(Location identification data)
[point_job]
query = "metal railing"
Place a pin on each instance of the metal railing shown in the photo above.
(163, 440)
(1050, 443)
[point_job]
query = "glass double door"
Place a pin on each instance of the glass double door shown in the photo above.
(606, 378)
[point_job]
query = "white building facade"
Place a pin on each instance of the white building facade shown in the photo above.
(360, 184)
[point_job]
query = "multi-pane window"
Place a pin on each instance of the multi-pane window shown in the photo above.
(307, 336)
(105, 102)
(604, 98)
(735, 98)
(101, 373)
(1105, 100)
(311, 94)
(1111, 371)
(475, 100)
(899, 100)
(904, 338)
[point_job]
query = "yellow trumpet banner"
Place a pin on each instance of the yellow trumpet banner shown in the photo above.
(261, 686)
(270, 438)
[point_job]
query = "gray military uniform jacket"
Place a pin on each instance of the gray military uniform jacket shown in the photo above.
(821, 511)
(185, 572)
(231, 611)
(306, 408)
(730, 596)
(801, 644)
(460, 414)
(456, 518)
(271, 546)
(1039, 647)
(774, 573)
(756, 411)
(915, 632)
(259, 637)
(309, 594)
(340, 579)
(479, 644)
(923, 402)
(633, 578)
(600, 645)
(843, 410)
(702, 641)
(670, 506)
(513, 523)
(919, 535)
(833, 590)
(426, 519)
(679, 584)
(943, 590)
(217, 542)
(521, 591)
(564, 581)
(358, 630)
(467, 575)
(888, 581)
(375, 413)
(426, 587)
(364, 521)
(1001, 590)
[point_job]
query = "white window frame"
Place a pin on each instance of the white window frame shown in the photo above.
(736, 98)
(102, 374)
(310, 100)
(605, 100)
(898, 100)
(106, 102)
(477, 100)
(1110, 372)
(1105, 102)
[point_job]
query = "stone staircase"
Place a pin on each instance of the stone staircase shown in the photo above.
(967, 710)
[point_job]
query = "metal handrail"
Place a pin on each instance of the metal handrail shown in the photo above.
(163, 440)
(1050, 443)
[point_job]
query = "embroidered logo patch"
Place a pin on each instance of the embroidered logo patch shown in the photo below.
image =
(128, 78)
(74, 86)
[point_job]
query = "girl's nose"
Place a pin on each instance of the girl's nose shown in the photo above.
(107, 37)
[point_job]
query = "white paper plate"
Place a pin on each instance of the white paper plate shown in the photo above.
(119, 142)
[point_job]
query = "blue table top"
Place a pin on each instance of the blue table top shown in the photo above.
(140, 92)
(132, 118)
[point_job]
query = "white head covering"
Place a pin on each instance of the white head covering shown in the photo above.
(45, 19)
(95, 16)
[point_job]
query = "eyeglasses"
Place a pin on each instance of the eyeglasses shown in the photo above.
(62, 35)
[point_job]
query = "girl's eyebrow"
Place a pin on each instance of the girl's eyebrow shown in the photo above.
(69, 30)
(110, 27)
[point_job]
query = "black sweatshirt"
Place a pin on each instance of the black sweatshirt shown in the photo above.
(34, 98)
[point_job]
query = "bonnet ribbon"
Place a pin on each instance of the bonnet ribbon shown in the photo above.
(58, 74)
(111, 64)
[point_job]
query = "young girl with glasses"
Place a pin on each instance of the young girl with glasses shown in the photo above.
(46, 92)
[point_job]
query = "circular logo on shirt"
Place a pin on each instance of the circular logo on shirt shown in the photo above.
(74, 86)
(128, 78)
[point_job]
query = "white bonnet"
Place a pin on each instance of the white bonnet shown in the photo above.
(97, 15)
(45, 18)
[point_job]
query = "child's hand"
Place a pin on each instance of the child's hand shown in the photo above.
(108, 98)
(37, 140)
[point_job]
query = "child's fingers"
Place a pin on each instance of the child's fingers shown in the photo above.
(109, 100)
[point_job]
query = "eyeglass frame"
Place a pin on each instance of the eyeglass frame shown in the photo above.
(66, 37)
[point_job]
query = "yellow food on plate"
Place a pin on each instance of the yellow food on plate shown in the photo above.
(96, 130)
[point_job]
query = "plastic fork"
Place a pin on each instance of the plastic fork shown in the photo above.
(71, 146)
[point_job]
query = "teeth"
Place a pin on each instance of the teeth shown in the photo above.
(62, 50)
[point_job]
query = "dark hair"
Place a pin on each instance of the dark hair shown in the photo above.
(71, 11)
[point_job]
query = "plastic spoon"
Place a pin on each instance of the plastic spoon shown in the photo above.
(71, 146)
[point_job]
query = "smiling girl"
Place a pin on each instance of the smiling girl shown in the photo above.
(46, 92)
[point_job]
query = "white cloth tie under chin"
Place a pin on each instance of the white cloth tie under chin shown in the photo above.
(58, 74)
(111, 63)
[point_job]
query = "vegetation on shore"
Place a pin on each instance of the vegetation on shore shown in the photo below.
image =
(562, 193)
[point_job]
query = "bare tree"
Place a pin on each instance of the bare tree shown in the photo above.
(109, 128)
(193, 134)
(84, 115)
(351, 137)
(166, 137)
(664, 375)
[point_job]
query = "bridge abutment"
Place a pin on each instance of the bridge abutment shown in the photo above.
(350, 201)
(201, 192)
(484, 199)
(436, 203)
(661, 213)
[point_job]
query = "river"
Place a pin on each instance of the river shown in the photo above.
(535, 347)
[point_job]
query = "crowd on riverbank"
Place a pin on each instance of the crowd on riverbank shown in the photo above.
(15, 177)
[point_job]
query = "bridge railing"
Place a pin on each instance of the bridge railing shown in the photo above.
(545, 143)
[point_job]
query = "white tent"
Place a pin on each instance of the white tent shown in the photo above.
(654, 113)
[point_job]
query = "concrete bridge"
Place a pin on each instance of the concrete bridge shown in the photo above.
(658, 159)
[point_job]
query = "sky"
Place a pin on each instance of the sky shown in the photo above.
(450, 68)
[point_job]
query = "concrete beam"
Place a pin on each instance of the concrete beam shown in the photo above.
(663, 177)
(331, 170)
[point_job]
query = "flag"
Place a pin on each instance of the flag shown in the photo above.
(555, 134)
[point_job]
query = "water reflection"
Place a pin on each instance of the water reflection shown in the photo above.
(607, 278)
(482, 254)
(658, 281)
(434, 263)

◆ **What needs to be done**: Count the lines of the data above that contain the string "head" and give only that number.

◆ **Result**: 2